Obama ist ein großer Politiker. Nach meiner
Definition ist ein großer Politiker ein Politiker, der nicht nach einem
Politiker aussieht. Wie Abe Lincoln, wie Mahatma
Gandhi, wie Franklin Delano Roosevelt, wie David Ben Gurion - sie alle sind große Spieler auf der
politischen Bühne gewesen, Politiker von Kopf bis Fuß. Aber sie sahen nicht so
aus. Ich denke, Obama ist einer von ihnen.
Der Mann, der sich
in Israel bei den nächsten Wahlen gute Chancen auf den Sieg ausrechnen kann
- Binyamin Netanyahu - ist
genau das Gegenteil. Aus jeder Pore strömt schäbige Politik. Während seiner
letzten Amtszeit als Ministerpräsident
war er ein hoffnungsloser Misserfolg. Falls er gewinnen sollte, wird sich
nichts zum Besseren verändern.
Ehud Barak ist eine weitere Antithese des amerikanischen Barack. Wie Netanyahu und Zipi Livni gehört er zur „weißen“
Ashkenazi-Elite. Er hat keine emotionale oder andere
Verbindungen mit den Minderheiten. Er ist ein Militarist durch und durch. Er
nützte z.B. die Nacht von Obamas Wahl – als die ganze Welt gebannt auf Amerika
blickte - dazu aus, die Waffenruhe zu
verletzen und eine provokative Militäraktion im Gazastreifen durchzuführen.
Es bleibt noch Zipi Livni. Ist etwas von Obamas Ausstrahlung an ihr hängen geblieben? Kaum zu sagen.

+--

> [Hinweise zur Aufgabe]
Nimm den Textauszug über Obama und die israelischen Politiker nach seinem letzten Satz wieder auf und schreibe ihn weiter. Das Material hat mit dem Textauszug nichts zu tun.

> [Gesammeltes Material]

+--

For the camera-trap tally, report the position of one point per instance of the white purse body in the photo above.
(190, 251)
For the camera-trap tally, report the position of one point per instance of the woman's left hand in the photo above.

+--

> [Lösung der Aufgabe]
Sie ist keine große Rednerin. Sie ist überhaupt keine Rednerin und manche
Israelis sehen darin einen Vorteil. Aber sie verspricht „neue Politik“. Sie war
nie in Korruptionsskandale verwickelt wie der amtierende Ministerpräsident
und Netanyahu
und Barak. Sie hat keine militärische Aura. Ihre
Amtszeit als Außenministerin hat ihr einige Glaubwürdigkeit als Diplomatin
eingebracht.
Das einzige, was
fast alle Israelis vereint, ist die große Bedeutung, die guten Beziehungen mit
den USA aufrecht zu erhalten. Jeder
weiß, dass die augenblickliche Politik nur so lange möglich ist, solange es unbegrenzte
amerikanische Unterstützung gibt. Unter den drei Kandidaten scheint Zipi Livni diejenige zu sein, die
am ehesten in der Lage ist, mit dem neuen Präsidenten zusammen zu arbeiten. Die
Wahl Obamas kann ihr bei ihrer eigenen Wahl
behilflich sein, wenn sie es versteht, diese Gelegenheit recht auszunützen .
DIE FRAGE ist:
welche Politik wird Obama gegenüber Israel führen?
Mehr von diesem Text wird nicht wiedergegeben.